■ Aim of the task
Reproduce word for word the stretch of the broadcast transcript below from "[09:20:00] All of" through "cyber bullying prevention.".

HARLOW: All right, so this morning the first lady Melania Trump, you see her there, she's speaking out against cyber bullying, addressing a cyber bullying prevention summit in Maryland. This is all part of her signature issue and her 'Be Best' campaign.

[09:20:00] All of this of course as her husband uses the very tactics on social media that she is trying to tackle, berating and belittling his Twitter -- his critics on Twitter. Let's listen to the first lady.

MELANIA TRUMP, FIRST LADY OF THE UNITED STATES: Thank you very much Dr. Theresa(ph) and Dr. Zigona(ph). Good morning. It is great to be here with all of you today. I'm honored to open this important summit on cyber bullying prevention.

And want to start by thanking each of you for your commitment to the topic. I know many of you are here representing social media companies, federal agencies, educational organizations, youth programs and law enforcement.

I also know we share one goal to pave a smooth way forward for our children, our next generation. I launched my 'Be Best' campaign in May with a focus on the many issues facing children today.

One of them being the safe and responsible use of social media. In today's global society, social media is an eventful(ph) part of our children's daily lives. It can be used in many positive ways, but can also be distractive and harmful when used incorrectly.

This is why 'Be Best' chooses to focus on the importance of teaching our next generation how to conduct themselves safely and in positive manner in an online setting. I have been so inspired by the children I have met in my time as first lady, and believe our next generation has unlimited potential to impact our world in positive ways.

■ Material
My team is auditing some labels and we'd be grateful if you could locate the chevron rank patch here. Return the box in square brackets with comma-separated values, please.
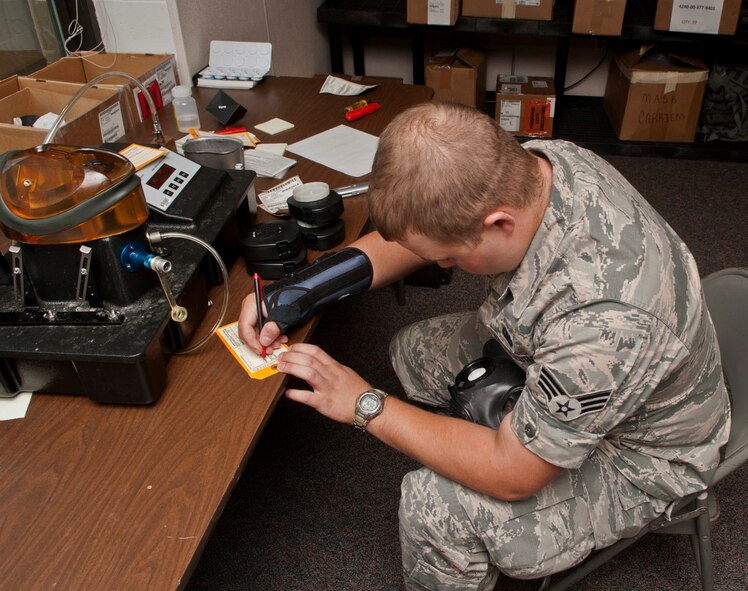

■ In response
[09:20:00] All of this of course as her husband uses the very tactics on social media that she is trying to tackle, berating and belittling his Twitter -- his critics on Twitter. Let's listen to the first lady.

MELANIA TRUMP, FIRST LADY OF THE UNITED STATES: Thank you very much Dr. Theresa(ph) and Dr. Zigona(ph). Good morning. It is great to be here with all of you today. I'm honored to open this important summit on cyber bullying prevention.